EXERCISE: Can you pull out each line of the data below that includes the word "then"?

MATERIAL SUPPLIED below:

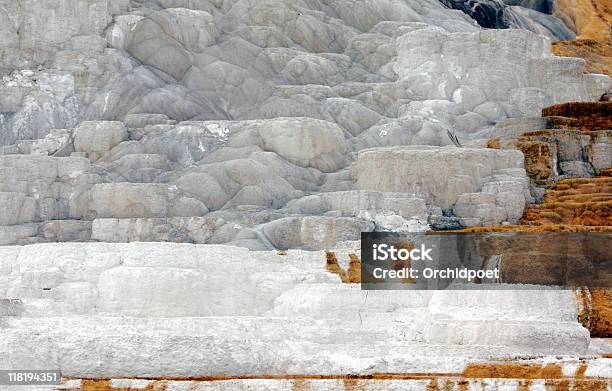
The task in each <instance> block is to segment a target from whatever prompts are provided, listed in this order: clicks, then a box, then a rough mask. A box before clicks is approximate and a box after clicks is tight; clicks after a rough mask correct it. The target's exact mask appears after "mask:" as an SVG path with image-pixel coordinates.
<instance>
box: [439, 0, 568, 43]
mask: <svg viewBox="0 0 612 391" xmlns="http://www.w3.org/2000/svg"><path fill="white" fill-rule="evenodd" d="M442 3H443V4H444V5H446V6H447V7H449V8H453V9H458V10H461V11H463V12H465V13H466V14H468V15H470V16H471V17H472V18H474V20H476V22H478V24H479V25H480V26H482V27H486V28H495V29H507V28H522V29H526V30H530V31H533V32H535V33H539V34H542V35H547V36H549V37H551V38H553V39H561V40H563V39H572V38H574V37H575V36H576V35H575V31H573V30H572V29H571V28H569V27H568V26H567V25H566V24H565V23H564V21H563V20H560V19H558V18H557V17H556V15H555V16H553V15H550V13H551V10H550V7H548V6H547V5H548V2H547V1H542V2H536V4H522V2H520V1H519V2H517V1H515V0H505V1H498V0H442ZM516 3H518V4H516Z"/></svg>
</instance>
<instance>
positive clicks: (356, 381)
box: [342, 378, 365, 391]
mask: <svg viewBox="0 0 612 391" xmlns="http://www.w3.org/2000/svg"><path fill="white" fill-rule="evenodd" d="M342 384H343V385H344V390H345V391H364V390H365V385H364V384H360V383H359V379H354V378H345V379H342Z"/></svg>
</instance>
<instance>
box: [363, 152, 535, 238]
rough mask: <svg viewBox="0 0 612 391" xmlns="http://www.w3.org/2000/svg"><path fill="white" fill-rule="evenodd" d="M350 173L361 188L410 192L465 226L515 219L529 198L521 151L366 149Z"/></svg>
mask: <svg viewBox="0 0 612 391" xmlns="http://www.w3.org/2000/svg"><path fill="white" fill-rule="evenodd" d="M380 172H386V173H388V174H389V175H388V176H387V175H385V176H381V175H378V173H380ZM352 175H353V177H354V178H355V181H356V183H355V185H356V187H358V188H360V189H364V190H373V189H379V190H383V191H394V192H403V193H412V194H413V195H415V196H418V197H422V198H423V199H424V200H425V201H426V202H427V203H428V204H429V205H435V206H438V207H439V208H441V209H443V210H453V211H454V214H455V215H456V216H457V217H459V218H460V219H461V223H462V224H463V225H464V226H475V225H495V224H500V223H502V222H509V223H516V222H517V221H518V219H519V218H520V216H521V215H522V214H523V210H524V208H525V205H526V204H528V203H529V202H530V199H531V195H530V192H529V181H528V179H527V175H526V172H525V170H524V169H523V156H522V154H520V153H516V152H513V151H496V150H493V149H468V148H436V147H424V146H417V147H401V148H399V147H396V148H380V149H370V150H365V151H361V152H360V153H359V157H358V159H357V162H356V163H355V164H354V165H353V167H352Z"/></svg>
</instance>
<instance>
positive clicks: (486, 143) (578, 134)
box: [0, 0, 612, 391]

End of MATERIAL SUPPLIED.
MATERIAL SUPPLIED below:

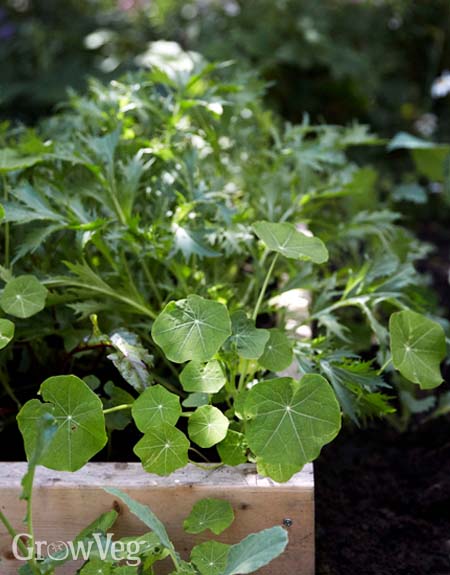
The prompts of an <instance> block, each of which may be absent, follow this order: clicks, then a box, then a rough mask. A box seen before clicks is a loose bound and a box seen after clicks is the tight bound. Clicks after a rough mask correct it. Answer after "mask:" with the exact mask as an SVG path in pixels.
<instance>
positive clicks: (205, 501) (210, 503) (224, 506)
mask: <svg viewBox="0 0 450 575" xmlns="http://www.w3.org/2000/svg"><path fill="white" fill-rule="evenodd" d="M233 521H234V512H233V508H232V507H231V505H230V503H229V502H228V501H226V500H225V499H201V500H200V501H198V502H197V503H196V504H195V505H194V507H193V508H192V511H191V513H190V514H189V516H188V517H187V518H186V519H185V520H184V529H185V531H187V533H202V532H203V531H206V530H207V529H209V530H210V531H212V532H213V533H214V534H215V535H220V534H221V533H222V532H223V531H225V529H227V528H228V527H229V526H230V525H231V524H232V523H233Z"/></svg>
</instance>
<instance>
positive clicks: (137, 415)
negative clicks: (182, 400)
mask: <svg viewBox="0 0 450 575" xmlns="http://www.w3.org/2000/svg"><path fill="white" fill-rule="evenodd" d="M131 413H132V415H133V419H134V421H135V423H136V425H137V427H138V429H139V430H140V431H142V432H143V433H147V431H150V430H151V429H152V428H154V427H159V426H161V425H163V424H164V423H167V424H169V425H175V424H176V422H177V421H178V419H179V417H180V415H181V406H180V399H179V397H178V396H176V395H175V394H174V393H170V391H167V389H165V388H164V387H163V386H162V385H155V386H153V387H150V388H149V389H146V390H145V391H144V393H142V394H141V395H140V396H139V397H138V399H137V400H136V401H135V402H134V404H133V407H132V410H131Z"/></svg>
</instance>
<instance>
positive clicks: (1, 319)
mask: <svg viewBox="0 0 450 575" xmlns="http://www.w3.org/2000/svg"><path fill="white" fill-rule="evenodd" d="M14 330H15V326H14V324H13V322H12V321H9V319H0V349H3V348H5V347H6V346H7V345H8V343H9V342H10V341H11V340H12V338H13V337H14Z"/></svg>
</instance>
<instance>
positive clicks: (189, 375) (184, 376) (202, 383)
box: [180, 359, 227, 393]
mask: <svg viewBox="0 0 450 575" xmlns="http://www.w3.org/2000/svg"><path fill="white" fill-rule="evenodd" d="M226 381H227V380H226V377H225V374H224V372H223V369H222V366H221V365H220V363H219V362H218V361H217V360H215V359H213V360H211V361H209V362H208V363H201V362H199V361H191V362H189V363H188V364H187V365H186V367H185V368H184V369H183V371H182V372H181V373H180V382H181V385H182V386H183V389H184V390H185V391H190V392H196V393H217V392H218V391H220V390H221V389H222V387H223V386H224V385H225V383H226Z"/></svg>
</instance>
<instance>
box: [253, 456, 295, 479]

End of MATERIAL SUPPLIED.

RESPONSE TO THIS EXERCISE:
The task in each <instance> block is to segment a target from whatever prompts are provided, listed in this order: clicks, then a box, then a rough mask. A box before clicks is approximate and a box after clicks is tight; clicks after a rough mask correct it. The target's exact mask appears after "mask:" as an SVG path with image-pixel coordinates.
The prompts of an <instance> block, each of which may be absent, follow this order: clicks, then a box, then a rough mask. A box seen before clicks is a loose bound and a box seen after clicks is the tight bound. Clicks after a rough mask correct it. Answer after "mask:" with the exact mask as an SVG path in pixels.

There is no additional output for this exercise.